Aufgabe:
Gib den Text über Schlagfertigkeit beginnend mit „Im Kern sagt“ und weiter bis einschließlich „Gedächtnis gespeichert sind.“ erneut wieder. Tausche dabei „Sekunden“ gegen „Minuten“ aus.

Vorliegender Text:
--

Trainiere Deine Schlagfertigkeit
(Rückseite Kalenderblatt Dezember)
Wir neigen dazu, Menschen zu bewundern, die scheinbar auf alles eine spontane und dazu auch noch kluge und oder witzige Antwort haben. Es mag solche Naturtalente geben, aber man kann sich diese Fähigkeit auch antrainieren. Zumindest für Teilbereiche des Lebens. Bevor ich Dir mein “Schlagfertigkeitsmodell” vorstelle, möchte ich Dich mit dem Rekognition-Primed-Decision-Making Modell (RPD) vertraut machen. Es wurde von dem amerikanischen Psychologen Gery Klein entwickelt. Klein untersuchte im Rahmen einer Studie, wie die Einsatzleiter der Feuerwehr Entscheidungen unter hohem Zeitdruck treffen. Die Erkenntnisse dieser Studie waren die Grundlage zur Entwicklung des Modells.
Im Kern sagt das RPD-Modell, dass einem Entscheider in einer Situation, wo nur Sekunden bleiben, um eine gute Entscheidung zu treffen,
eine Option “in den Sinn” kommt. In den Worten des amerikanischen Sozialwissenschaftlers und Nobelpreisträgers Herbert A. Simon: Die
Situation liefert einen Hinweisreiz; dieser Hinweisreiz gibt Zugang zu Informationen, die im Gedächtnis gespeichert sind.

--

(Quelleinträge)

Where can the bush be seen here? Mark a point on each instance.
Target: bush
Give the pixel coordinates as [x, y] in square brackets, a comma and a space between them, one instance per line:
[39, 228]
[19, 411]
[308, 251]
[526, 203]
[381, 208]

--

Antwortfeld:
Im Kern sagt das RPD-Modell, dass einem Entscheider in einer Situation, wo nur Minuten bleiben, um eine gute Entscheidung zu treffen,
eine Option “in den Sinn” kommt. In den Worten des amerikanischen Sozialwissenschaftlers und Nobelpreisträgers Herbert A. Simon: Die
Situation liefert einen Hinweisreiz; dieser Hinweisreiz gibt Zugang zu Informationen, die im Gedächtnis gespeichert sind.